- _Provided entries_

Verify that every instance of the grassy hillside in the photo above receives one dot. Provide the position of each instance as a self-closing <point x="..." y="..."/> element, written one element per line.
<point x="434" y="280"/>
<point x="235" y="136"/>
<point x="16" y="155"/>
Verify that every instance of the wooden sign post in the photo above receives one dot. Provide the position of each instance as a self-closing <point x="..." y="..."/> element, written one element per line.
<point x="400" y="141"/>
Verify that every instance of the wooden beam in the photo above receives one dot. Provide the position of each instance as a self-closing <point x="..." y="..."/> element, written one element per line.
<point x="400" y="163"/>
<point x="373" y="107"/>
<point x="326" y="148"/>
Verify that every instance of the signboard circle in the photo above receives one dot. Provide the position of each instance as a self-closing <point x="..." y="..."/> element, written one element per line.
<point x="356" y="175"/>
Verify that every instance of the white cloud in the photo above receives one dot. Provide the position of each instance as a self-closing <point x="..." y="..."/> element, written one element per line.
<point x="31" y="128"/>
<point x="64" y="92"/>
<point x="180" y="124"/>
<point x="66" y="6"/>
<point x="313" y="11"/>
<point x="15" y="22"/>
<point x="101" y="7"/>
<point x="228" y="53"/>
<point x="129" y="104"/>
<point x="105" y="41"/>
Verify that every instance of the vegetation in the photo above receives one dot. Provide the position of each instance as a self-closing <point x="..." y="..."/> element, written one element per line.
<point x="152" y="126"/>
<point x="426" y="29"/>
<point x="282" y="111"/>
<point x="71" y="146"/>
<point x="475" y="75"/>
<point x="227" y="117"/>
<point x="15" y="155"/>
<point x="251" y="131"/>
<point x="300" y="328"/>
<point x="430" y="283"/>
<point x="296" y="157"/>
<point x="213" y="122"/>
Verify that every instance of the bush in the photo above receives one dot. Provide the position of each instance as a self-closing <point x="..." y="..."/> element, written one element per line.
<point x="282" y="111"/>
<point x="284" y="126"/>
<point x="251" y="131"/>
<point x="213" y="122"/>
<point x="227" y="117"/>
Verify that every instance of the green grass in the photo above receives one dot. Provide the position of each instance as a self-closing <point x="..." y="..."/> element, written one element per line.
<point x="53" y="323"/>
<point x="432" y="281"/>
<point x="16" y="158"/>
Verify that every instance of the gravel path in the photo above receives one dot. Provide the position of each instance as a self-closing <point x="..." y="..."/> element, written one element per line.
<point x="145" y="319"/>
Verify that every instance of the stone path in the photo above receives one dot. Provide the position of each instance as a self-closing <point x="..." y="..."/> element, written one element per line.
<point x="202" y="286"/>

- _To do_
Copy all data exactly, start to finish.

- _Expected answer_
Verify that every instance of the grassy hillside in the photo above receives one dot. Provide the position of each instance as a self-closing <point x="..." y="..."/> element, written one element per line.
<point x="434" y="280"/>
<point x="235" y="136"/>
<point x="16" y="155"/>
Verify that every instance of the wooden sign post in the photo above receives one dot. Provide the position of each instance as a self-closing <point x="..." y="..."/> element, written one element per line.
<point x="400" y="141"/>
Verify that every instance of the wooden beam in the photo above receives one dot. Provide the position of each instance as a self-closing <point x="..." y="..."/> element, written one element per line.
<point x="400" y="163"/>
<point x="373" y="107"/>
<point x="326" y="148"/>
Verify that every instance of the signboard circle in the photo above receives one dot. Provide the position of each instance as a self-closing <point x="..." y="..."/> element, written one element per line.
<point x="356" y="175"/>
Verify that every instance of the white cloud in the photo above receives one dot. Provide the position of each instance as a self-closing <point x="..." y="..."/> element, written one element per line.
<point x="31" y="128"/>
<point x="64" y="92"/>
<point x="180" y="124"/>
<point x="66" y="6"/>
<point x="313" y="11"/>
<point x="15" y="22"/>
<point x="101" y="7"/>
<point x="228" y="53"/>
<point x="129" y="104"/>
<point x="105" y="41"/>
Verify that every instance of the vegetation in the photo above receives one dot. Provide the position of each instance as a self-closing <point x="..." y="..."/> element, written one element per line.
<point x="152" y="126"/>
<point x="426" y="29"/>
<point x="282" y="111"/>
<point x="71" y="146"/>
<point x="475" y="75"/>
<point x="227" y="117"/>
<point x="15" y="155"/>
<point x="251" y="131"/>
<point x="300" y="328"/>
<point x="430" y="283"/>
<point x="296" y="157"/>
<point x="213" y="122"/>
Verify that every instance of the bush in the photo above receives one dot. Provide the position of each instance as a self-closing <point x="..." y="..."/> element, written one element per line.
<point x="282" y="111"/>
<point x="284" y="126"/>
<point x="251" y="131"/>
<point x="213" y="122"/>
<point x="227" y="117"/>
Verify that every instance of the green grass in the photo above receives one dot. Provide the position of each instance as a self-closing <point x="..." y="..."/> element, written one element per line.
<point x="53" y="323"/>
<point x="432" y="281"/>
<point x="16" y="158"/>
Verify that every instance of the gravel path in the photo above receives one dot. Provide the position of each instance as a self-closing <point x="..." y="..."/> element, written one element per line.
<point x="145" y="319"/>
Verify that every instance of the stone path in the photo above receives one dot. Provide the position of each instance as a self-closing <point x="..." y="..."/> element, written one element per line.
<point x="202" y="286"/>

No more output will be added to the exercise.